--- Start ---
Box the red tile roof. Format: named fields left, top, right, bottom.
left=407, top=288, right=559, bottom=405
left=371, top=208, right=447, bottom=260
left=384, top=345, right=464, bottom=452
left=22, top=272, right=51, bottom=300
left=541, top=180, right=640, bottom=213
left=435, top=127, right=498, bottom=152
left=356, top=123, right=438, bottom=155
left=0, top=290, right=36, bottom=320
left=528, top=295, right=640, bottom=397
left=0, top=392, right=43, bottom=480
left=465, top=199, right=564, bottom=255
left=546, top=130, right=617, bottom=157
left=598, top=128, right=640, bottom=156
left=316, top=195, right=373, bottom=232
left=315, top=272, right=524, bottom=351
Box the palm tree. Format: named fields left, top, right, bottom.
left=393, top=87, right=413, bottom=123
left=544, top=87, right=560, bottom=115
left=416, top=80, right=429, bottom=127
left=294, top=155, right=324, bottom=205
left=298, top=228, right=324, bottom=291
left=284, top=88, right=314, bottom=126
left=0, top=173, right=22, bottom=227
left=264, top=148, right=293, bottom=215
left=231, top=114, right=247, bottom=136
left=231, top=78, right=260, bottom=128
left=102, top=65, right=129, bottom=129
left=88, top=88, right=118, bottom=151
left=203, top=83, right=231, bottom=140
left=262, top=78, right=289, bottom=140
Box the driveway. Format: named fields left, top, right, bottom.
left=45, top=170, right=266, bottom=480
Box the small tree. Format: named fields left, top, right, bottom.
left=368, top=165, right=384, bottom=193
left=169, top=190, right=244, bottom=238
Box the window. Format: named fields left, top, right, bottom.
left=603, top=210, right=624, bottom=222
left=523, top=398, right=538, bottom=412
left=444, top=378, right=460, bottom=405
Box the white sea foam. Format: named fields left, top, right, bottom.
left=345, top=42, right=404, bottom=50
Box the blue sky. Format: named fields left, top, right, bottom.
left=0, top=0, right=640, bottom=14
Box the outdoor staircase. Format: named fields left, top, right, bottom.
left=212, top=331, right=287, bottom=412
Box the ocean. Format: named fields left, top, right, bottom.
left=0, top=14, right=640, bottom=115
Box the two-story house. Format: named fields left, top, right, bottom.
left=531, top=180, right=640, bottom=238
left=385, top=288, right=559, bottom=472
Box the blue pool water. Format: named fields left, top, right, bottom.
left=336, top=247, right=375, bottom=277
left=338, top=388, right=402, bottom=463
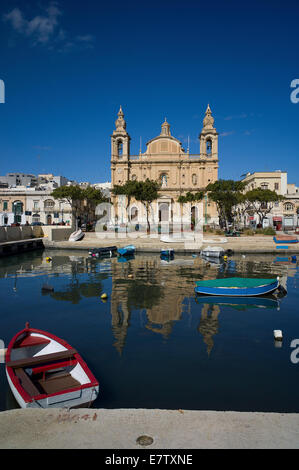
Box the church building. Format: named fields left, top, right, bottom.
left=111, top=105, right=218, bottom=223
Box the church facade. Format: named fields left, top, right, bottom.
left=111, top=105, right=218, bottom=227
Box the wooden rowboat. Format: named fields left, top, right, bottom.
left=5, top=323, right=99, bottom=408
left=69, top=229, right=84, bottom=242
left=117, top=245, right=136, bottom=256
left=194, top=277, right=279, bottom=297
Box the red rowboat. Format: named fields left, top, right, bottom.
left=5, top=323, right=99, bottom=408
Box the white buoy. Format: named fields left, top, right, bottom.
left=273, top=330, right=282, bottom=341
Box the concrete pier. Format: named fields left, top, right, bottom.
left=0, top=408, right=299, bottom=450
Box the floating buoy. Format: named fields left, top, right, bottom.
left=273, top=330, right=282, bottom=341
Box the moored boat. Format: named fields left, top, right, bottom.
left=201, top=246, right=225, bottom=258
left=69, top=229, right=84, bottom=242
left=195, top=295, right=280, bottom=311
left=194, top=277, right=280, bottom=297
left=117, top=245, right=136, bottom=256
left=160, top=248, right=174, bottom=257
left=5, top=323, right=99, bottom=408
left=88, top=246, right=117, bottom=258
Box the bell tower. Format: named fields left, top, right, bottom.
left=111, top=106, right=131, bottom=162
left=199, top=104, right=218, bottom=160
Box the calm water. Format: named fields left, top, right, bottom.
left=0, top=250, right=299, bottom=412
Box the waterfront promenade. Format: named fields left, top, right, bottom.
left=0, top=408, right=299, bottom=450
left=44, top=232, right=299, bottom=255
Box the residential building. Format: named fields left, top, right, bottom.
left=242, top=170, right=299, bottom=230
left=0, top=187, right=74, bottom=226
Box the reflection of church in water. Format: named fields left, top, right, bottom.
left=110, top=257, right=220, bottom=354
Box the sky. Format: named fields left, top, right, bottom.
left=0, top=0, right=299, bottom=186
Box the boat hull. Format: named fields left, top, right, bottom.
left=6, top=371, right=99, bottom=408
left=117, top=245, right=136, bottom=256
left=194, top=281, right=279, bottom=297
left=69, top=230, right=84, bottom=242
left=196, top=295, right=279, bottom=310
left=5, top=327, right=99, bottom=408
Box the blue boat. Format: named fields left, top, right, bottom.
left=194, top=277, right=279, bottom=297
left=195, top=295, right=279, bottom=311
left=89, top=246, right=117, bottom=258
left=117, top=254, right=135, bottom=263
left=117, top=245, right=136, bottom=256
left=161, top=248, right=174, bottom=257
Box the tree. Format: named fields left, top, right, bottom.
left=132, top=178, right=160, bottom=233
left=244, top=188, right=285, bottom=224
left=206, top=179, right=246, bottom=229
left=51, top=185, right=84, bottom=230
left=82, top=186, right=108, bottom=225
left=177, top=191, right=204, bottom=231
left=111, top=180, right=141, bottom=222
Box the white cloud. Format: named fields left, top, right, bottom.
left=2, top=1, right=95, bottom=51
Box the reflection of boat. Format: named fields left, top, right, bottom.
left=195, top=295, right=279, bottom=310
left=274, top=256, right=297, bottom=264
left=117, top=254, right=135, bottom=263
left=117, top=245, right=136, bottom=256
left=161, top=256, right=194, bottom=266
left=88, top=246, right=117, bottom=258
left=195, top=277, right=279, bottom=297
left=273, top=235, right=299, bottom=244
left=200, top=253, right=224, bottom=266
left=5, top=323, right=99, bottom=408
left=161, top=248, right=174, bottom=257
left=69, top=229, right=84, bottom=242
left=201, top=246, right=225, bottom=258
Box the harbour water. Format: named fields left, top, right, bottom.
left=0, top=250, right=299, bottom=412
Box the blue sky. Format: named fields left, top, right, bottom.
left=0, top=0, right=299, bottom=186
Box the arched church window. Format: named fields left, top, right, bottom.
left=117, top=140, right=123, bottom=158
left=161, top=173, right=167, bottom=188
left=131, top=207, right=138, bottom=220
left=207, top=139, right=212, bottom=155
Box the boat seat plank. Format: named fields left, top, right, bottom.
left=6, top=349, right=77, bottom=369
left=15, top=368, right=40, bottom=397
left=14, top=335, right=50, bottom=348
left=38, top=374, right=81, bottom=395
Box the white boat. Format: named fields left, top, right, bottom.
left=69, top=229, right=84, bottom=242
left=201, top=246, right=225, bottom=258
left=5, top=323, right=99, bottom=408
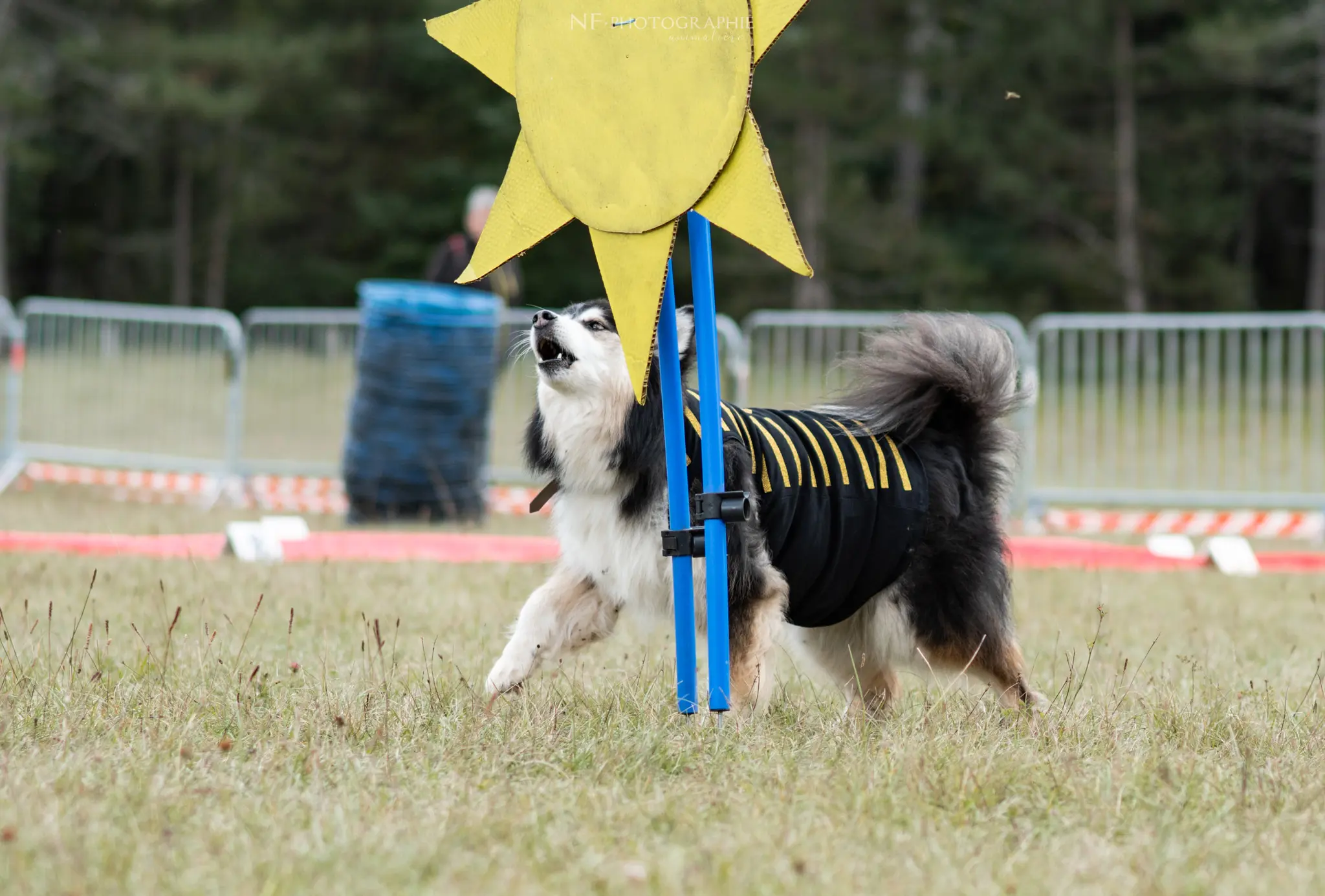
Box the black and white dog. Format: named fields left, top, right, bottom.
--- End ---
PROBLEM:
Copy out every one of the rows above word for word, and leave the pictures out.

FULL OUTPUT:
Box the red tile roof. Format: named fields left, top, right, bottom.
left=407, top=288, right=559, bottom=405
left=371, top=208, right=447, bottom=260
left=384, top=345, right=464, bottom=452
left=22, top=272, right=51, bottom=300
left=541, top=180, right=640, bottom=213
left=435, top=127, right=498, bottom=152
left=356, top=123, right=438, bottom=155
left=0, top=290, right=36, bottom=320
left=528, top=295, right=640, bottom=397
left=0, top=392, right=43, bottom=480
left=465, top=199, right=564, bottom=255
left=546, top=130, right=617, bottom=157
left=598, top=128, right=640, bottom=156
left=316, top=195, right=373, bottom=232
left=315, top=272, right=524, bottom=351
Box the palm tree. Format: named fields left, top, right, bottom.
left=393, top=87, right=413, bottom=123
left=544, top=87, right=560, bottom=115
left=416, top=80, right=429, bottom=127
left=294, top=155, right=324, bottom=205
left=298, top=228, right=324, bottom=291
left=284, top=88, right=314, bottom=126
left=0, top=173, right=22, bottom=227
left=264, top=148, right=293, bottom=215
left=231, top=114, right=247, bottom=136
left=231, top=78, right=260, bottom=128
left=102, top=65, right=129, bottom=129
left=88, top=88, right=118, bottom=151
left=203, top=83, right=231, bottom=140
left=262, top=78, right=289, bottom=140
Box the driveway. Format: named fields left, top, right, bottom.
left=45, top=170, right=266, bottom=480
Box the small tree. Format: named fields left, top, right, bottom.
left=368, top=165, right=384, bottom=193
left=169, top=190, right=244, bottom=238
Box the window. Format: named fields left, top, right, bottom.
left=603, top=210, right=624, bottom=222
left=523, top=398, right=538, bottom=412
left=444, top=378, right=460, bottom=405
Box the white sea foam. Format: named fields left, top, right, bottom.
left=345, top=42, right=404, bottom=50
Box the blue sky. Format: named fields left, top, right, bottom.
left=0, top=0, right=640, bottom=14
Box the outdoor staircase. Format: named fields left, top, right, bottom.
left=212, top=331, right=287, bottom=412
Box the ocean. Format: named fields left, top, right, bottom.
left=0, top=14, right=640, bottom=115
Box the two-story house. Format: named fields left, top, right, bottom.
left=531, top=180, right=640, bottom=238
left=385, top=288, right=559, bottom=472
Box the blue pool water. Format: named fields left, top, right, bottom.
left=336, top=247, right=375, bottom=277
left=338, top=388, right=402, bottom=463
Box the church building. Format: named fields left, top, right, bottom.
left=111, top=105, right=218, bottom=223
Box the church facade. Format: named fields left, top, right, bottom.
left=111, top=105, right=218, bottom=227
Box the wooden rowboat. Format: named fields left, top, right, bottom.
left=5, top=323, right=99, bottom=408
left=69, top=229, right=84, bottom=242
left=117, top=245, right=136, bottom=256
left=194, top=277, right=279, bottom=297
Box the red rowboat. Format: named fields left, top, right, bottom.
left=5, top=323, right=99, bottom=408
Box the white buoy. Format: named fields left, top, right, bottom.
left=273, top=330, right=282, bottom=341
Box the concrete pier. Format: named fields left, top, right, bottom.
left=0, top=408, right=299, bottom=450
Box the floating buoy. Format: named fields left, top, right, bottom.
left=273, top=330, right=282, bottom=341
Box the moored boat. Format: named fields left, top, right, bottom.
left=201, top=246, right=225, bottom=258
left=69, top=229, right=84, bottom=242
left=195, top=295, right=280, bottom=311
left=194, top=277, right=280, bottom=297
left=117, top=245, right=136, bottom=256
left=160, top=248, right=174, bottom=257
left=5, top=323, right=99, bottom=408
left=88, top=246, right=117, bottom=258
Box the bell tower. Format: named fields left, top, right, bottom.
left=111, top=106, right=131, bottom=162
left=199, top=104, right=218, bottom=160
Box the calm water. Format: named fields left, top, right, bottom.
left=0, top=250, right=299, bottom=412
Box the waterfront promenade. Format: named fields left, top, right, bottom.
left=0, top=408, right=299, bottom=450
left=44, top=232, right=299, bottom=255
Box the residential building. Format: named fields left, top, right, bottom.
left=242, top=170, right=299, bottom=230
left=0, top=187, right=74, bottom=226
Box the reflection of church in water. Format: named fields left, top, right, bottom.
left=110, top=257, right=220, bottom=354
Box the sky. Format: named fields left, top, right, bottom.
left=0, top=0, right=299, bottom=186
Box the boat hull. Format: named fields left, top, right, bottom.
left=6, top=371, right=99, bottom=408
left=117, top=245, right=136, bottom=256
left=194, top=281, right=279, bottom=297
left=69, top=230, right=84, bottom=242
left=196, top=295, right=279, bottom=310
left=5, top=327, right=99, bottom=408
Box the blue boat. Format: named fields left, top, right, bottom.
left=194, top=277, right=279, bottom=297
left=195, top=295, right=279, bottom=311
left=89, top=246, right=117, bottom=258
left=117, top=254, right=135, bottom=263
left=117, top=245, right=136, bottom=256
left=161, top=248, right=174, bottom=257
Box the tree. Format: named fields left, top, right, bottom.
left=132, top=178, right=160, bottom=233
left=244, top=188, right=285, bottom=224
left=206, top=179, right=246, bottom=229
left=51, top=185, right=84, bottom=230
left=82, top=186, right=108, bottom=225
left=177, top=191, right=204, bottom=231
left=111, top=180, right=141, bottom=222
Box the white cloud. Format: named fields left, top, right, bottom.
left=2, top=1, right=95, bottom=51
Box the reflection of boat. Format: named fields left, top, right, bottom.
left=195, top=295, right=279, bottom=310
left=274, top=256, right=297, bottom=264
left=117, top=254, right=135, bottom=263
left=117, top=245, right=136, bottom=256
left=161, top=256, right=194, bottom=266
left=88, top=246, right=117, bottom=258
left=195, top=277, right=279, bottom=297
left=273, top=235, right=299, bottom=244
left=200, top=253, right=224, bottom=266
left=5, top=323, right=99, bottom=408
left=161, top=248, right=174, bottom=257
left=69, top=229, right=84, bottom=242
left=201, top=246, right=225, bottom=258
Box the harbour water. Format: named fields left, top, right, bottom.
left=0, top=250, right=299, bottom=412
Box the blue sky. Format: named fields left, top, right, bottom.
left=0, top=0, right=299, bottom=186
Box the arched church window. Format: named fields left, top, right, bottom.
left=117, top=140, right=123, bottom=158
left=161, top=173, right=167, bottom=188
left=131, top=207, right=138, bottom=220
left=207, top=139, right=212, bottom=155
Box the boat seat plank. Format: named fields left, top, right, bottom.
left=6, top=349, right=77, bottom=369
left=15, top=368, right=40, bottom=397
left=14, top=335, right=50, bottom=348
left=38, top=374, right=81, bottom=395
Box the white boat. Format: named fields left, top, right, bottom.
left=69, top=229, right=84, bottom=242
left=201, top=246, right=225, bottom=258
left=5, top=323, right=99, bottom=408
Box the black and white dog. Format: named fields left, top, right, bottom.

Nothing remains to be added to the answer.